───── Material provided ─────

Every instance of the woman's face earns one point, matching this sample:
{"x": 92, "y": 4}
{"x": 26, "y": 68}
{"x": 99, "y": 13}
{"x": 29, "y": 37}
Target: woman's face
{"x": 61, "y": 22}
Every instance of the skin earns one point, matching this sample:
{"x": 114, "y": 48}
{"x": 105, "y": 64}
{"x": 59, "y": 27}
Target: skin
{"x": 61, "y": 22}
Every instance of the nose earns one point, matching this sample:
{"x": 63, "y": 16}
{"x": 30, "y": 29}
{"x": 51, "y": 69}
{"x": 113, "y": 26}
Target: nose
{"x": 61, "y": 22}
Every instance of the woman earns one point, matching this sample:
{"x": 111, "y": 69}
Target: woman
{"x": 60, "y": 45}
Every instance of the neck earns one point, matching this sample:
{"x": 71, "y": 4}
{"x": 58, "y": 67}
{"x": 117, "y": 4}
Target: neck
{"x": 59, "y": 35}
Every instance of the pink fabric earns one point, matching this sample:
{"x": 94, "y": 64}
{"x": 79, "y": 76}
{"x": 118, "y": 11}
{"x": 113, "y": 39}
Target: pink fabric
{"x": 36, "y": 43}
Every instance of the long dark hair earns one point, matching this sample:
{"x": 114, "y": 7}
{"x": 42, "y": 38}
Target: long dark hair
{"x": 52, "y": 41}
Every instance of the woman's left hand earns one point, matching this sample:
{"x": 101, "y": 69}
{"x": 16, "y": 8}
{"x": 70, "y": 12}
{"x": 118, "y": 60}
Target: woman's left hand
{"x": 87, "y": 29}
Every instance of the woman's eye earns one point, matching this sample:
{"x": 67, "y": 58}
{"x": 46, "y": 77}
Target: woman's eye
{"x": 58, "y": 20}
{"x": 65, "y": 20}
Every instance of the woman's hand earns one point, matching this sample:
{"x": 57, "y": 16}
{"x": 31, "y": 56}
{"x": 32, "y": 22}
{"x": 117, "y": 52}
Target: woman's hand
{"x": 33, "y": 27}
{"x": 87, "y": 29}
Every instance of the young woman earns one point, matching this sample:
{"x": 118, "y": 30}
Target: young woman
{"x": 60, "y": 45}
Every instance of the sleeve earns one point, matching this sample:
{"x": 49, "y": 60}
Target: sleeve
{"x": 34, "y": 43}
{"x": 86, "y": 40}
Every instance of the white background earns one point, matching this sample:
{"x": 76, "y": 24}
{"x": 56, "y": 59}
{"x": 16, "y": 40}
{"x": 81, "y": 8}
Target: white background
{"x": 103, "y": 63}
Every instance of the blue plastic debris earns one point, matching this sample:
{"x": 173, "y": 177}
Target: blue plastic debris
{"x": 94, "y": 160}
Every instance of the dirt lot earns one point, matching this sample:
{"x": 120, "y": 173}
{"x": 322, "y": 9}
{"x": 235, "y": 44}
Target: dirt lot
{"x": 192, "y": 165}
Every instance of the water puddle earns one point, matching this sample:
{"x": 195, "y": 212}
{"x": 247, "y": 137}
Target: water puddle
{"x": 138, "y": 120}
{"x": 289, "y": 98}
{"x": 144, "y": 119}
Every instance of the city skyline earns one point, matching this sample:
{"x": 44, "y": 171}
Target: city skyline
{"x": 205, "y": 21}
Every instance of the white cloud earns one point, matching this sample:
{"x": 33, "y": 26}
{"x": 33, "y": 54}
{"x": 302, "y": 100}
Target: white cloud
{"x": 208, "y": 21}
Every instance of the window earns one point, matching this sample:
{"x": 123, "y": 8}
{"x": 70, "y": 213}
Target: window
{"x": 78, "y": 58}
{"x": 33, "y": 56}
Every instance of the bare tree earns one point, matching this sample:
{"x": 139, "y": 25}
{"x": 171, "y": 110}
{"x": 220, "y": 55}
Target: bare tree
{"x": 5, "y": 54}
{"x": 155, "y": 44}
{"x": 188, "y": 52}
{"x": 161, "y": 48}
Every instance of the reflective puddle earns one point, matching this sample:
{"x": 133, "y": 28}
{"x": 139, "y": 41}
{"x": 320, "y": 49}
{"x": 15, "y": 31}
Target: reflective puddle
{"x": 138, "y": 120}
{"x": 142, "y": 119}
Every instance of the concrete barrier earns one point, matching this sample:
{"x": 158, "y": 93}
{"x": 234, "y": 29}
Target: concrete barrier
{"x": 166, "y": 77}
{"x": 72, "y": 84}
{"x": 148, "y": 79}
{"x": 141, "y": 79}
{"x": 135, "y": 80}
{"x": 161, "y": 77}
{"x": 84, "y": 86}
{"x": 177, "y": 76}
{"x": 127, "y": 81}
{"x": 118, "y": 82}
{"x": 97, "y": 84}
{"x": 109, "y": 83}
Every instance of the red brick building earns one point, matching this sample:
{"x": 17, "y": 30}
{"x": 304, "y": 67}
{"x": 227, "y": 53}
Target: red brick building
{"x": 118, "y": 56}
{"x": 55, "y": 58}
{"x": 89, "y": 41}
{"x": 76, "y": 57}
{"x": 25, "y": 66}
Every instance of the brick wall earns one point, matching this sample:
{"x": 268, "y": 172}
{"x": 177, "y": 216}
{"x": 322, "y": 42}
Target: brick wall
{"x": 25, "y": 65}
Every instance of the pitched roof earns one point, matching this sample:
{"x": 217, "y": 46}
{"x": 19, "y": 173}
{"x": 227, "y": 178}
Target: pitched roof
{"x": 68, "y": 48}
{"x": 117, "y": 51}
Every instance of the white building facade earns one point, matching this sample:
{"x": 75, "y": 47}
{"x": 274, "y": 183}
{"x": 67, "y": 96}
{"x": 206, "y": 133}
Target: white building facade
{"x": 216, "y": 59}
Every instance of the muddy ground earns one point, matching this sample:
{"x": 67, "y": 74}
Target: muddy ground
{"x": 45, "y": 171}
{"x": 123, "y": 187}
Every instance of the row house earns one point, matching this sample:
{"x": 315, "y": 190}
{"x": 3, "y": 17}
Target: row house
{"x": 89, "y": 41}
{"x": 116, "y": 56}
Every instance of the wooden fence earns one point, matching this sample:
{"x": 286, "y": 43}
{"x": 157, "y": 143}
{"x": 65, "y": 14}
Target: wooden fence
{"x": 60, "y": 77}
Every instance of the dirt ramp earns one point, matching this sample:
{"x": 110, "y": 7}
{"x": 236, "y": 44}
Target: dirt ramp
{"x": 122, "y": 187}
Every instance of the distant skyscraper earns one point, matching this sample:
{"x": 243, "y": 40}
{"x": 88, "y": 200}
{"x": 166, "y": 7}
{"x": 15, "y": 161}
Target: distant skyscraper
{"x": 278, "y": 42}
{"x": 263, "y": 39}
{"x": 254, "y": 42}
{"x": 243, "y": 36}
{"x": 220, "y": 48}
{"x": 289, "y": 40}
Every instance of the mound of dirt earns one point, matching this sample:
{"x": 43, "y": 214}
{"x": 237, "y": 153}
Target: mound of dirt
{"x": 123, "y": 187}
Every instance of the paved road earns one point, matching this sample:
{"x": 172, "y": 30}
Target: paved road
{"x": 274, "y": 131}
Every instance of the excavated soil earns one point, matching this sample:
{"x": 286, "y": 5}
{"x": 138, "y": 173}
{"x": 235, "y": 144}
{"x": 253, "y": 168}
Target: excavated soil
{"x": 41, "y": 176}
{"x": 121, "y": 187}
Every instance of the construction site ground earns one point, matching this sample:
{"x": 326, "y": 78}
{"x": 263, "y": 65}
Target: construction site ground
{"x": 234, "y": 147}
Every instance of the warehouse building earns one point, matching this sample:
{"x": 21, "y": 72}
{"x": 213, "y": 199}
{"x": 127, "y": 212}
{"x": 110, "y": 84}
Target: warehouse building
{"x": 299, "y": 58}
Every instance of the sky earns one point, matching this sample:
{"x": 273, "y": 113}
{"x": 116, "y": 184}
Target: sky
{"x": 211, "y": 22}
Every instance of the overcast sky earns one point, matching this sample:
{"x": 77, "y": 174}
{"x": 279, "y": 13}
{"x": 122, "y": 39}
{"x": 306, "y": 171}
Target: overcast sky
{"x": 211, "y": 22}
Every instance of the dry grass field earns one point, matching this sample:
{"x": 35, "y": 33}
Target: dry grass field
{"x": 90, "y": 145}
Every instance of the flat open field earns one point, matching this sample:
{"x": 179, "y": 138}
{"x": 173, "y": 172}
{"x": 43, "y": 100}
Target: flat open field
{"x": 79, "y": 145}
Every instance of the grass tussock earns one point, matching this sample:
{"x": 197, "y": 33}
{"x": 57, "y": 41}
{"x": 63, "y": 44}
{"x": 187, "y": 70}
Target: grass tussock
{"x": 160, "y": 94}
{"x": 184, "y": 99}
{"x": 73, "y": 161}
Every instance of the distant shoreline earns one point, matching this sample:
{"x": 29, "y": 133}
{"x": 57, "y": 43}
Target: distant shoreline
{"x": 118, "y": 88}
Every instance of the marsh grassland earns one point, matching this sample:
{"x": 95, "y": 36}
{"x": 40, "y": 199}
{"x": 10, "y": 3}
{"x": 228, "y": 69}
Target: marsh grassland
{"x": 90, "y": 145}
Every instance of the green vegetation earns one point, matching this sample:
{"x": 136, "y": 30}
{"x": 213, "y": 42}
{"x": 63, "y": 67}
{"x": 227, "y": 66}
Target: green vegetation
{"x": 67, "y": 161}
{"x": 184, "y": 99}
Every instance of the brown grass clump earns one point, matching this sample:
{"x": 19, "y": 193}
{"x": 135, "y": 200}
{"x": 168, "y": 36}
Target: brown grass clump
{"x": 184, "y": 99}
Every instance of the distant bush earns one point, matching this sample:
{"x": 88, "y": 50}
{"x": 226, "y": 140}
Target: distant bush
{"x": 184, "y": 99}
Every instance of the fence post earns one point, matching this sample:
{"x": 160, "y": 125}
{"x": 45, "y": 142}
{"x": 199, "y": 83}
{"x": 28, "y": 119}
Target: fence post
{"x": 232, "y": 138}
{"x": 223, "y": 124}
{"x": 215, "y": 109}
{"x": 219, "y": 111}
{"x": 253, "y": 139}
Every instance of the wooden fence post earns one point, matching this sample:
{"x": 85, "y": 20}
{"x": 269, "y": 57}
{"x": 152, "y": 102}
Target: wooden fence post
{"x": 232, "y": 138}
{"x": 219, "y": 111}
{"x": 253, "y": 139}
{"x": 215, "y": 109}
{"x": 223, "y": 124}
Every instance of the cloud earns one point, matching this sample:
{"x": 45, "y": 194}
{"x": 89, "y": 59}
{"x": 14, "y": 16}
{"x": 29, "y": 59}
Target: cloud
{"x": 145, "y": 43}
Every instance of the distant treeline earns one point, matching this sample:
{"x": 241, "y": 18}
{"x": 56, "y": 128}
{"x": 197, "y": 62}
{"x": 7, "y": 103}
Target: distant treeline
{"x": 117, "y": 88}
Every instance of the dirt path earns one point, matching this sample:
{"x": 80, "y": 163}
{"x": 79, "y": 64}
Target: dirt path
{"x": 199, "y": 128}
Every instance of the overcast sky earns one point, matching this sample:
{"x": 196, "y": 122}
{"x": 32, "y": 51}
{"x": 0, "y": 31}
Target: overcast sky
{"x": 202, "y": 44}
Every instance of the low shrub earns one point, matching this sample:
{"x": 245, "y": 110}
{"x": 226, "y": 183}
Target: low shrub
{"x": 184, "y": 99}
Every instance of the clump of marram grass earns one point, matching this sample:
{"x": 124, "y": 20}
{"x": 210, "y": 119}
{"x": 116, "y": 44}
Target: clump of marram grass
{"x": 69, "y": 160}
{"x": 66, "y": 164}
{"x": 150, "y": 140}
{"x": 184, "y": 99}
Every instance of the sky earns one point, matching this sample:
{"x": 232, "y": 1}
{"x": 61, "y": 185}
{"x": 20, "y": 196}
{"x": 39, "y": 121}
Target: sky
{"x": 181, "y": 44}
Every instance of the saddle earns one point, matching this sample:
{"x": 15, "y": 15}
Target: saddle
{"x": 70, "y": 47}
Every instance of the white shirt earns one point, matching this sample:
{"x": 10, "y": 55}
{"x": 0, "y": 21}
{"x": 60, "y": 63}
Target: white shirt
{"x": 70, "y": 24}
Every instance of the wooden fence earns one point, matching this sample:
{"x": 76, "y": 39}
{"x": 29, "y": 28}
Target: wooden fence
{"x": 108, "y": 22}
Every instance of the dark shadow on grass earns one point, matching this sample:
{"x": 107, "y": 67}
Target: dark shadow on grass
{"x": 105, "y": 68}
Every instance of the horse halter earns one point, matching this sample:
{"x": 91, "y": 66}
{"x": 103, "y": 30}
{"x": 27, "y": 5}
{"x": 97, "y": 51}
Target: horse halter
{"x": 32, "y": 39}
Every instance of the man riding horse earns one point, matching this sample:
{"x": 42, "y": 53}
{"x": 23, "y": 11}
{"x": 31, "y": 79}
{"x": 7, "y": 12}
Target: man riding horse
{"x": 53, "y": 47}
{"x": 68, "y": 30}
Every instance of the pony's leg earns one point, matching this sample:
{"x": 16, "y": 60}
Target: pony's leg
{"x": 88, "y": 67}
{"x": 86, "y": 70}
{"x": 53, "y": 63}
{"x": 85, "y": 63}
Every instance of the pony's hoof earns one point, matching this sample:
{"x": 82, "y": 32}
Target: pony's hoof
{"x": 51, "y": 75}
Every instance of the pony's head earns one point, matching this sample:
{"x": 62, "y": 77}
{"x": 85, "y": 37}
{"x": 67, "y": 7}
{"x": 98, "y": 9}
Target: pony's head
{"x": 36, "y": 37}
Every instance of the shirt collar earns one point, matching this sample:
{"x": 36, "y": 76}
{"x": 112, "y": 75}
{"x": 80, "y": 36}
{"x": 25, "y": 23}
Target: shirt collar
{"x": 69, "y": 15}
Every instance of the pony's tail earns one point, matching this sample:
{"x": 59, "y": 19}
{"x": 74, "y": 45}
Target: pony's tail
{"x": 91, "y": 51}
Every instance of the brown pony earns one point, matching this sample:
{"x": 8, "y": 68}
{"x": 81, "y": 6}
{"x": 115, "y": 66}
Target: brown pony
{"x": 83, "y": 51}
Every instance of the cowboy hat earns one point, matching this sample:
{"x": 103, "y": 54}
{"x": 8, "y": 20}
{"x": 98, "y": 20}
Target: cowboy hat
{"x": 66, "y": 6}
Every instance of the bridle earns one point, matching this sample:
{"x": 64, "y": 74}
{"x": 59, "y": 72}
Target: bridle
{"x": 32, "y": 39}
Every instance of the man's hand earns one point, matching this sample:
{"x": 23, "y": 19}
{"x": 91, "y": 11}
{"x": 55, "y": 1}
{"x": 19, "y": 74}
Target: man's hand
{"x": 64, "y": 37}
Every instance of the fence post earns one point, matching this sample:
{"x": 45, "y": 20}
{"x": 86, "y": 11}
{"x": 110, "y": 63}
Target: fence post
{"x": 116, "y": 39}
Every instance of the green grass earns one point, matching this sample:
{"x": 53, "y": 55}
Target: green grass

─────

Goal:
Repeat word for word the part of the records that opens with the line containing "Every instance of the pony's head" and runs to the end of the records, with both ends included.

Final result:
Every instance of the pony's head earns one point, matching this sample:
{"x": 62, "y": 77}
{"x": 85, "y": 37}
{"x": 67, "y": 7}
{"x": 98, "y": 9}
Target: pony's head
{"x": 36, "y": 37}
Every instance of the shirt collar earns one point, matching this sample:
{"x": 36, "y": 76}
{"x": 112, "y": 75}
{"x": 80, "y": 36}
{"x": 25, "y": 23}
Target: shirt collar
{"x": 69, "y": 15}
Every instance of the pony's tail earns one point, matching this sample:
{"x": 59, "y": 19}
{"x": 74, "y": 45}
Target: pony's tail
{"x": 91, "y": 51}
Every instance of the brown pony earns one point, matching this sample:
{"x": 8, "y": 68}
{"x": 81, "y": 6}
{"x": 115, "y": 66}
Target: brown pony
{"x": 83, "y": 51}
Every instance of the cowboy hat earns one point, matching this sample:
{"x": 103, "y": 54}
{"x": 8, "y": 20}
{"x": 98, "y": 20}
Target: cowboy hat
{"x": 66, "y": 6}
Every instance of the bridle earns one point, matching this sample:
{"x": 64, "y": 74}
{"x": 59, "y": 72}
Target: bridle
{"x": 32, "y": 39}
Every instance of the man's hand earns one point, matching this sample:
{"x": 23, "y": 19}
{"x": 91, "y": 11}
{"x": 55, "y": 1}
{"x": 19, "y": 74}
Target: man's hand
{"x": 64, "y": 37}
Every instance of the fence post earns one point, matching this sample:
{"x": 45, "y": 20}
{"x": 86, "y": 11}
{"x": 110, "y": 63}
Target: fence post
{"x": 116, "y": 39}
Every instance of the green grass earns one point, matching this sample:
{"x": 53, "y": 55}
Target: green grass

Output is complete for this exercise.